**Job:** Rewrite all of the material below as a JSON list of strings, with one string for each line and no blank lines. Leave the pictures out.

**Data section:**
===

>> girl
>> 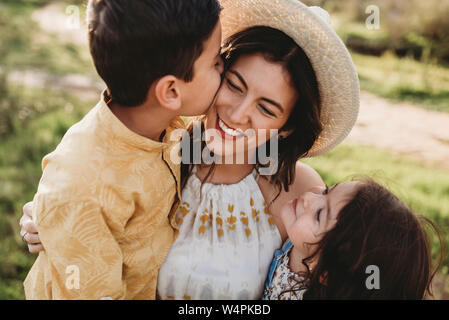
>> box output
[263,180,443,300]
[20,0,359,299]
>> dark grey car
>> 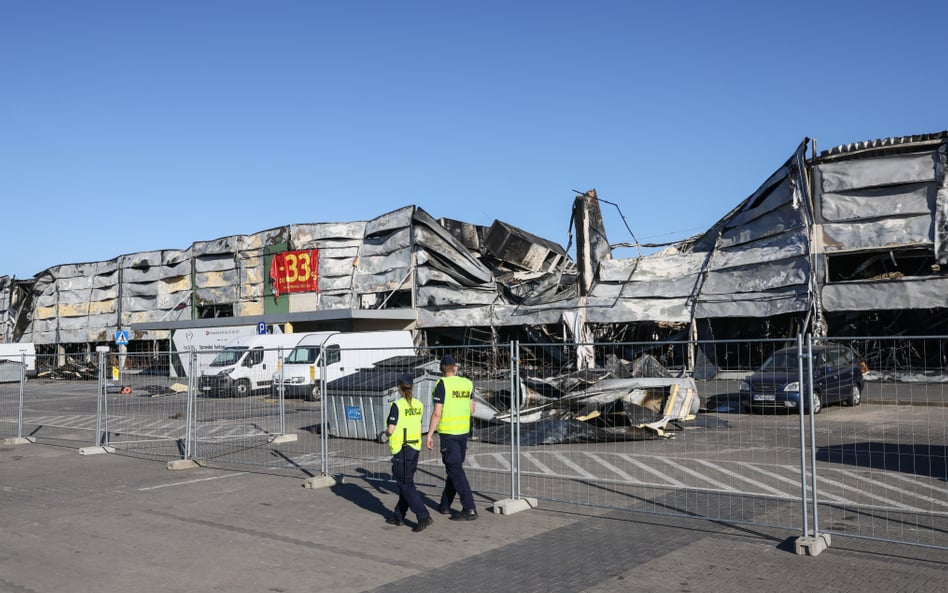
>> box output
[741,344,863,414]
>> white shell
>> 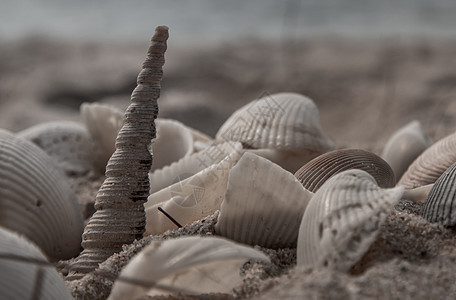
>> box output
[149,142,241,194]
[381,120,429,180]
[16,121,94,175]
[0,130,83,259]
[0,227,73,300]
[109,236,269,300]
[216,93,334,153]
[297,169,404,271]
[215,152,313,248]
[145,143,246,235]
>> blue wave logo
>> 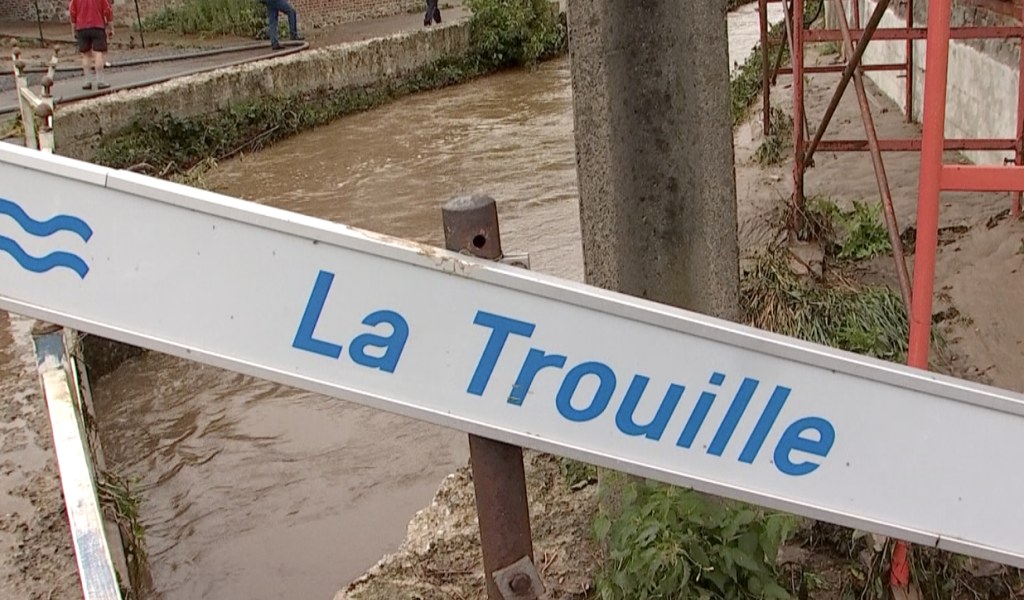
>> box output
[0,198,92,280]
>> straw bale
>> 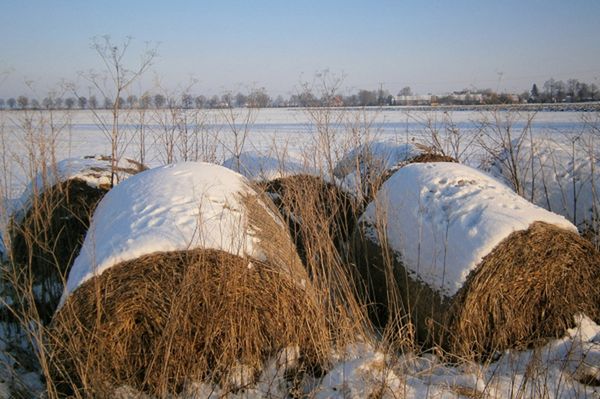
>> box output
[11,179,108,322]
[49,249,328,397]
[446,222,600,357]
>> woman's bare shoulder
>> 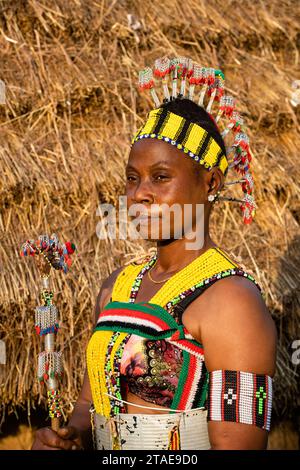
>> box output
[190,276,277,376]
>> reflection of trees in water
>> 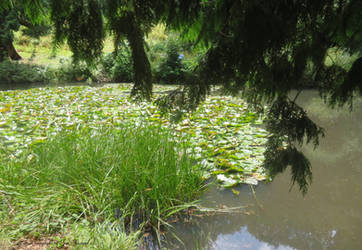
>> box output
[168,210,334,249]
[165,92,362,249]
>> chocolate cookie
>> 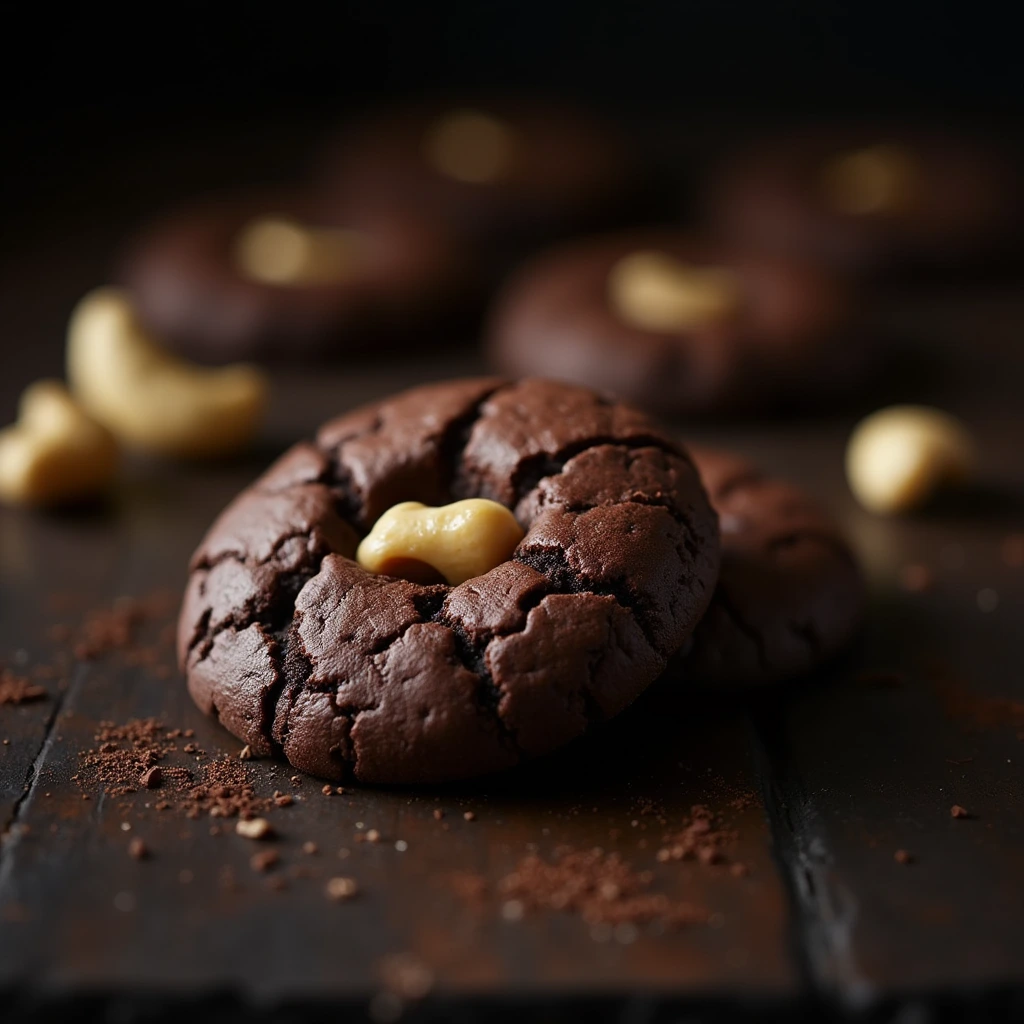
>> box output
[323,100,634,258]
[179,379,718,782]
[673,449,864,687]
[488,234,870,415]
[709,126,1021,275]
[120,194,470,362]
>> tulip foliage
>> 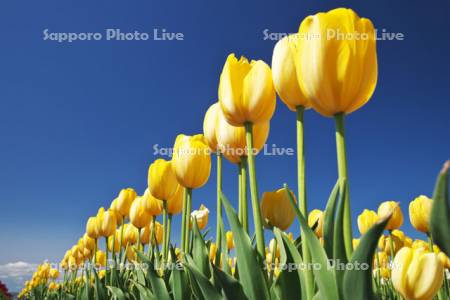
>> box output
[19,8,450,300]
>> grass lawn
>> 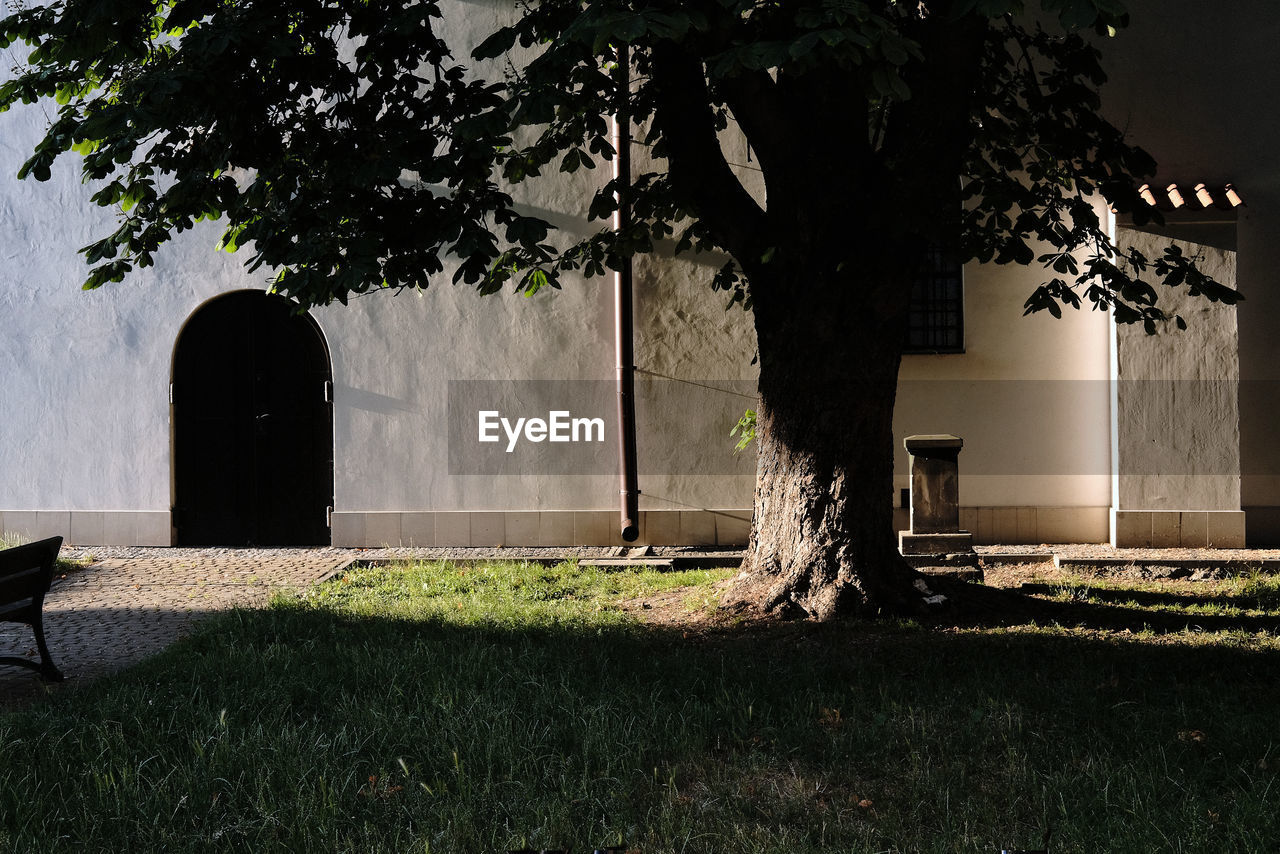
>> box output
[0,563,1280,854]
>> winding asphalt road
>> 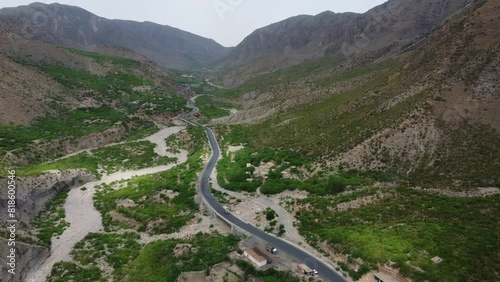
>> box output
[179,100,347,282]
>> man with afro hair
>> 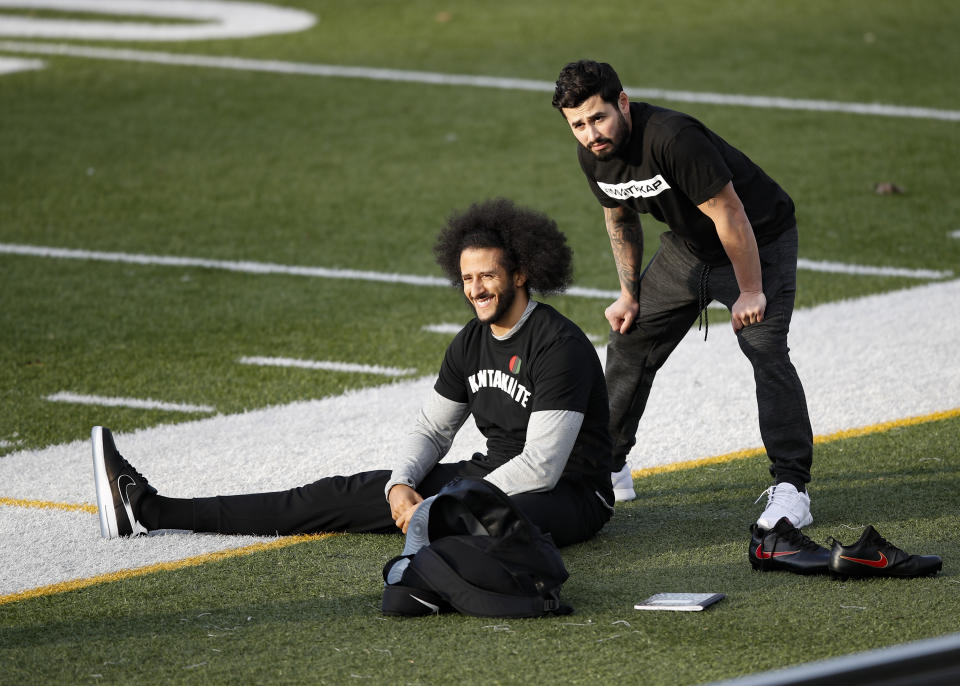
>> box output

===

**Answer to this exercise:**
[
  ">> girl",
  ">> ",
  ">> box output",
  "[263,180,443,300]",
  "[20,0,359,299]",
  ">> dark grey car",
  ">> ",
  ">> box output",
  "[741,344,863,414]",
  ">> white shell",
  ">> ",
  ">> box output",
  "[149,142,241,194]",
  "[381,120,429,180]",
  "[16,121,94,175]",
  "[0,130,83,259]",
  "[0,227,73,300]",
  "[109,236,269,300]",
  "[216,93,334,153]",
  "[297,169,404,271]",
  "[215,152,313,248]",
  "[145,143,246,235]",
  ">> blue wave logo",
  ">> ",
  ">> box output",
  "[0,198,92,280]",
  ">> straw bale",
  ">> ",
  ">> box output",
  "[11,179,108,322]",
  "[49,249,328,397]",
  "[446,222,600,357]",
  ">> woman's bare shoulder",
  ">> ",
  ">> box output",
  "[190,276,277,376]",
  ">> reflection of trees in water",
  ">> ",
  ">> box output",
  "[168,210,334,249]",
  "[165,92,362,249]",
  ">> chocolate cookie",
  ">> ",
  ">> box output",
  "[323,100,634,258]",
  "[179,379,718,782]",
  "[673,449,864,687]",
  "[488,234,870,415]",
  "[709,126,1021,275]",
  "[120,194,470,362]",
  ">> tulip foliage",
  ">> ",
  ">> box output",
  "[19,8,450,300]",
  ">> grass lawn",
  ">> ",
  ">> box output",
  "[0,563,1280,854]",
  ">> winding asphalt road",
  ">> ",
  ">> box output",
  "[179,100,347,282]",
  ">> man with afro hair",
  ">> ",
  ">> box output"
]